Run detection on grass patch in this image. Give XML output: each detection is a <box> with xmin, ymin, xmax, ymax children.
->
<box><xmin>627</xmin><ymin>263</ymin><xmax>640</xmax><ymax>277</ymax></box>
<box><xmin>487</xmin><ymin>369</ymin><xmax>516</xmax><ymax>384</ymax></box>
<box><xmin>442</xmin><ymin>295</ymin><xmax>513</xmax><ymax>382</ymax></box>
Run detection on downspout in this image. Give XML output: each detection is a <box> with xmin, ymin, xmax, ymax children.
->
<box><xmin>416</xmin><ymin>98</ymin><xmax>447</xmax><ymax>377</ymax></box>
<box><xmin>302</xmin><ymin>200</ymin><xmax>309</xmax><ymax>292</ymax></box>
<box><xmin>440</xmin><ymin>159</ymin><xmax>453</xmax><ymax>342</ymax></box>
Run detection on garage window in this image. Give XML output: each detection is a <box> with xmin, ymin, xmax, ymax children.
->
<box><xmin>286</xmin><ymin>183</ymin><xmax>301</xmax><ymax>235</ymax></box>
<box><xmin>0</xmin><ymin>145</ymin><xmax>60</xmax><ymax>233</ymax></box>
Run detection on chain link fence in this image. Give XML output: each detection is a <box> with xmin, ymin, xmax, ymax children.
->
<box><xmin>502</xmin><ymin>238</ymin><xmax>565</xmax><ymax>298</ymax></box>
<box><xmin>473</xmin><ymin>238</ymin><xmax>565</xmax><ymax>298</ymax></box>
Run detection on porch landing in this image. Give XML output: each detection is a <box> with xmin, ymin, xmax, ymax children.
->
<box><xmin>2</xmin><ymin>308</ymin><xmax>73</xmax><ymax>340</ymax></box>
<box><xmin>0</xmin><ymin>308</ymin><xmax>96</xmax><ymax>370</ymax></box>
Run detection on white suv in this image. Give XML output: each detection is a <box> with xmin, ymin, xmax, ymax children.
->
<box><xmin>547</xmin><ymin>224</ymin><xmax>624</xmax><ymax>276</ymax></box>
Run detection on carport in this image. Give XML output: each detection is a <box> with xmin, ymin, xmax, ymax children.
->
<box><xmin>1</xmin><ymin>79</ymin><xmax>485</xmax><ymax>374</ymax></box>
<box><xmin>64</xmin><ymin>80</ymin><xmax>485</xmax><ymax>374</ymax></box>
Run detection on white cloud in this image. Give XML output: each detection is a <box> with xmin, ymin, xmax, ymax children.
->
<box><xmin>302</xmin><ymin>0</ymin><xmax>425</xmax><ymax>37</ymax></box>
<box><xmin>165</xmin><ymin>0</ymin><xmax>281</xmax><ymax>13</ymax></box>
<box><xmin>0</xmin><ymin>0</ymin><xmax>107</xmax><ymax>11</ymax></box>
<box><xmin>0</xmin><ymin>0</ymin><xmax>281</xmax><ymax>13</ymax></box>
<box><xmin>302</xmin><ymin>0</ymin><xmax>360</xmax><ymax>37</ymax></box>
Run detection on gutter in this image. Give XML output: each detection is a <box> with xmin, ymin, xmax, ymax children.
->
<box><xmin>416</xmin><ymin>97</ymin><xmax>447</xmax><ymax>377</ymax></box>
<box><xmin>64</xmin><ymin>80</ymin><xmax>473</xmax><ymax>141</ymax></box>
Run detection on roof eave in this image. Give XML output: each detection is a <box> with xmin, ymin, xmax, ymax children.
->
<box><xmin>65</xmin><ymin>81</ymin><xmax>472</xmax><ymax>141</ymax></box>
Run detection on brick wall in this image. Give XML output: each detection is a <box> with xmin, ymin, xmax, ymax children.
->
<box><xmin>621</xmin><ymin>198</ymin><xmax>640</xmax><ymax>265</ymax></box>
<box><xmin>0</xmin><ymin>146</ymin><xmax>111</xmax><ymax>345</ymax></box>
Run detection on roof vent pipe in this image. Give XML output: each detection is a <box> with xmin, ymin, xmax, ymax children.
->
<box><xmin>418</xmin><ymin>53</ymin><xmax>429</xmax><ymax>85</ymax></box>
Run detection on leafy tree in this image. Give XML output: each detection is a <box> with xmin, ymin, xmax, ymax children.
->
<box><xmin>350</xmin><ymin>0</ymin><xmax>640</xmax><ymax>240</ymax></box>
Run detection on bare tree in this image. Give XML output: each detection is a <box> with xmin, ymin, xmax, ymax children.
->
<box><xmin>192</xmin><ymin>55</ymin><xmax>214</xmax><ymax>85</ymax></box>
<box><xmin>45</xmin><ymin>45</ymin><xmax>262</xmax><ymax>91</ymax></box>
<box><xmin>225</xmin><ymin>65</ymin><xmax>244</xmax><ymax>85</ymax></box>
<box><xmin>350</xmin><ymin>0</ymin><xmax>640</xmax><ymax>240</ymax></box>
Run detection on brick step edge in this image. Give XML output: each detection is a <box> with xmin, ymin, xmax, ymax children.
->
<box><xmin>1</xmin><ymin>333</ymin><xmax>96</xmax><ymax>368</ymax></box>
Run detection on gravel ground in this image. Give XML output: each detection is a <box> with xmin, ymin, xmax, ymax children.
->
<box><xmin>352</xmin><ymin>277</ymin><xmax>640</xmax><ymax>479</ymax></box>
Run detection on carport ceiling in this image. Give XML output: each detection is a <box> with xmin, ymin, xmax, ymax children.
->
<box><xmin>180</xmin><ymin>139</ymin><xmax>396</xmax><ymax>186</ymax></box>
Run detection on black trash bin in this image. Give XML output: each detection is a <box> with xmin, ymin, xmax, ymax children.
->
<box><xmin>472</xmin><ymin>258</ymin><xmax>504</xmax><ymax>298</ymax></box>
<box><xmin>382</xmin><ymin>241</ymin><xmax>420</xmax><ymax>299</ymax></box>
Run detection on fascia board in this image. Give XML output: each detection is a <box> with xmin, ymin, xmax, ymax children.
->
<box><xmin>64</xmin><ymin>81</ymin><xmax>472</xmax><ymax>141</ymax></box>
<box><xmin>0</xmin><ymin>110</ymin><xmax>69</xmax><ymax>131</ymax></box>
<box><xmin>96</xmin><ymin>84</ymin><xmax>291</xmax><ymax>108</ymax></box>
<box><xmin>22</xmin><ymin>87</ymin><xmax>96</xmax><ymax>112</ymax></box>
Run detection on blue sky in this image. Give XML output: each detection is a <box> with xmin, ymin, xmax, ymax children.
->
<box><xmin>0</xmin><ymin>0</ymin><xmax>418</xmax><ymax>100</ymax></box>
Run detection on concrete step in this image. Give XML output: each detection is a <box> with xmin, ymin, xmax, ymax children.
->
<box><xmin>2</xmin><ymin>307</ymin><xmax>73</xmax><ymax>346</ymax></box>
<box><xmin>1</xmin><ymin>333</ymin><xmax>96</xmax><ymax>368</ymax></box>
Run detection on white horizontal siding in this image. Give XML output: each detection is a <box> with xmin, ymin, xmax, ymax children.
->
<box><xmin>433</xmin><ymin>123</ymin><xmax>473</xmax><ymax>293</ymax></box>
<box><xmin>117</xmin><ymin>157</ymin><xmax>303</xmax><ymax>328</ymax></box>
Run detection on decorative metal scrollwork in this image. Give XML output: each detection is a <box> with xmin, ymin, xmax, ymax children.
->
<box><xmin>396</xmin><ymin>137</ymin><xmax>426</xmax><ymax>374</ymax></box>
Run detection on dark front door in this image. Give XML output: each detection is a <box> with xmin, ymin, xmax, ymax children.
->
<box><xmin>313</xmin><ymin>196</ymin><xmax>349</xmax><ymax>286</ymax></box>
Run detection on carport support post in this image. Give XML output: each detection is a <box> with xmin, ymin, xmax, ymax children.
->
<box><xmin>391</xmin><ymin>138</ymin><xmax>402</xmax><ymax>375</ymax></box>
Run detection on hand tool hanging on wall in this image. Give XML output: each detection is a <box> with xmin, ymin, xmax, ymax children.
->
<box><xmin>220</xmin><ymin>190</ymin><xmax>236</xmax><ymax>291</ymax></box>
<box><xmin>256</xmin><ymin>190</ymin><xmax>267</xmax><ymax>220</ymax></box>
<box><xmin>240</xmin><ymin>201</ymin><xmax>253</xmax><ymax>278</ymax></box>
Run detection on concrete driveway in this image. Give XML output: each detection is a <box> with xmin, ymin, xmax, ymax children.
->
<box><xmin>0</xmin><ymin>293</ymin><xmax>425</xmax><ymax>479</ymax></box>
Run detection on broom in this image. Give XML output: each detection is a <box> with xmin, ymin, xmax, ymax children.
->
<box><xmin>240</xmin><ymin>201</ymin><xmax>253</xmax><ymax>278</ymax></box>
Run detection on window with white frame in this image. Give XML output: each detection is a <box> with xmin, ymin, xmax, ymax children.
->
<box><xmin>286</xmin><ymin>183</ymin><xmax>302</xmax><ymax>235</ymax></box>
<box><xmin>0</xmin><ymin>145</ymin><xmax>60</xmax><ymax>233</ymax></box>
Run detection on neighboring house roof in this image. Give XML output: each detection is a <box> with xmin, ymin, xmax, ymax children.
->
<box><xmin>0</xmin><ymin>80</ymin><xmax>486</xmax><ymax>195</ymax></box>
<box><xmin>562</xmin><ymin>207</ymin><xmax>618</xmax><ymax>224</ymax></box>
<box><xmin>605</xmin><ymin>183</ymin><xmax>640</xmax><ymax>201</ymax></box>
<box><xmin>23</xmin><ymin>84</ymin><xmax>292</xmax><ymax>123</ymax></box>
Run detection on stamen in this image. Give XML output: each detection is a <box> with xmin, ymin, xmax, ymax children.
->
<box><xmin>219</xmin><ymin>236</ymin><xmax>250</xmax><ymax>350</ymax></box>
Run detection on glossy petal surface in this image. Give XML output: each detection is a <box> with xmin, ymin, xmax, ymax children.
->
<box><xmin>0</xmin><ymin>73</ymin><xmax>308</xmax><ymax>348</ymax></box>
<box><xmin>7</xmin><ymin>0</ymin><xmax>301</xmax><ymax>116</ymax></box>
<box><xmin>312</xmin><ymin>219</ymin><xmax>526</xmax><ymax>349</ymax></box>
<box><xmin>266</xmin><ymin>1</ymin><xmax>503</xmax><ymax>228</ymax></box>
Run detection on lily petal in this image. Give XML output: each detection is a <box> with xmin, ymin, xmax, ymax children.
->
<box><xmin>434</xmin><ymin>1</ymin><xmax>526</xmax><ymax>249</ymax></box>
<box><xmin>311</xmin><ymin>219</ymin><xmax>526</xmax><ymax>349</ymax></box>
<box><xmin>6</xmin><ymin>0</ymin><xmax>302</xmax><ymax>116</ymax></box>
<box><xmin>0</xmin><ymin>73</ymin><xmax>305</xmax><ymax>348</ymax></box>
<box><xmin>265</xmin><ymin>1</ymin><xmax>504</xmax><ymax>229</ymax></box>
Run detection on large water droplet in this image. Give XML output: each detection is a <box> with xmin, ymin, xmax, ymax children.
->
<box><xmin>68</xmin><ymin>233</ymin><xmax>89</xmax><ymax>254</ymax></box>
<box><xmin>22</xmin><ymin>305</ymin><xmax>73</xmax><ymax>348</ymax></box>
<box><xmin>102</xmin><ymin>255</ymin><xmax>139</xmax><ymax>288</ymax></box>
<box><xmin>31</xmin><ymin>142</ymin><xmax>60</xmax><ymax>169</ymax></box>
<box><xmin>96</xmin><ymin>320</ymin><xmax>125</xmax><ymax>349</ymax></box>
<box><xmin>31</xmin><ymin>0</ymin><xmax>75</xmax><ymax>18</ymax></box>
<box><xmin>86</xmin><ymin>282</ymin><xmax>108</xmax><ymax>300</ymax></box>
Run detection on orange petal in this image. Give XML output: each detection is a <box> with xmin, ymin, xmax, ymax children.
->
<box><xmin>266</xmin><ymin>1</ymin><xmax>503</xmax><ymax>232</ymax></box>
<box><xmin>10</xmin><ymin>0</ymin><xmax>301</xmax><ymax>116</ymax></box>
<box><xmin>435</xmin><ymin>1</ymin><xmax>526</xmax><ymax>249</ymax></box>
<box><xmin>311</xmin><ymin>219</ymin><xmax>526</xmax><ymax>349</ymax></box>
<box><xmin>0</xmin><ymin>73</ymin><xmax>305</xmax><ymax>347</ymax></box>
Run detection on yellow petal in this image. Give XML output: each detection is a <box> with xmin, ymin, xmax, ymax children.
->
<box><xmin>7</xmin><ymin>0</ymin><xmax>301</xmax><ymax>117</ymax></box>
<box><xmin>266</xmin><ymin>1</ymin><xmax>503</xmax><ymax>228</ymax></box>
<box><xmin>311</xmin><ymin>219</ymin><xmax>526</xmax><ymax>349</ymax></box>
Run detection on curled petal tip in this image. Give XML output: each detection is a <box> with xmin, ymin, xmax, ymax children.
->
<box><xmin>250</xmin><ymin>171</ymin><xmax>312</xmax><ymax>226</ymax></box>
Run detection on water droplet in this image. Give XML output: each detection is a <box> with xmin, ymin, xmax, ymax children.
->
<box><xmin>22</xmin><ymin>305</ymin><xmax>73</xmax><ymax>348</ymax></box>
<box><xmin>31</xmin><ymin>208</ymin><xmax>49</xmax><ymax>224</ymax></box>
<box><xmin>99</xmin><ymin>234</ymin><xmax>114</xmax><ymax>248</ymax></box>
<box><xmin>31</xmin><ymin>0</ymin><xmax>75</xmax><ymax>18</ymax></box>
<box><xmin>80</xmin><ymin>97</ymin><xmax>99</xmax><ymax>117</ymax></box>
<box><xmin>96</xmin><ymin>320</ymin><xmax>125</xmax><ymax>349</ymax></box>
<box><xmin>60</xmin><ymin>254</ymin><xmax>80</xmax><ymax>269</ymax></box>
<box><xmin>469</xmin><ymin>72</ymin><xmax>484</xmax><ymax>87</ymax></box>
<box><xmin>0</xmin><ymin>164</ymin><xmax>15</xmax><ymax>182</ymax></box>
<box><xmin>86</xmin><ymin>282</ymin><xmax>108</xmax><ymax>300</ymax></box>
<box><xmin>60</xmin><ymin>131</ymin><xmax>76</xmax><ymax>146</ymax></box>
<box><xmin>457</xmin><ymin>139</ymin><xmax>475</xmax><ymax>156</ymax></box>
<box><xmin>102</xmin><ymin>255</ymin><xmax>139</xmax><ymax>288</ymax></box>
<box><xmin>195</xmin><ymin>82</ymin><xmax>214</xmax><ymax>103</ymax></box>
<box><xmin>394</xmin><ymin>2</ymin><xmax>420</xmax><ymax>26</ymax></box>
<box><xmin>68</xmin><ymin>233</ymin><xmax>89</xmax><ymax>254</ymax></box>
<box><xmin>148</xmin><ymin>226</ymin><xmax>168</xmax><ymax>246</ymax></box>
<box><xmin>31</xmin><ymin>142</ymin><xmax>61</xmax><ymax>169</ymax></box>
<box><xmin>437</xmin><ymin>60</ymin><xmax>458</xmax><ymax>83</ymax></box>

------------------------------------

### Problem description
Count the lines above that contain the string "tree", matching case, and give only that number.

### Reply
2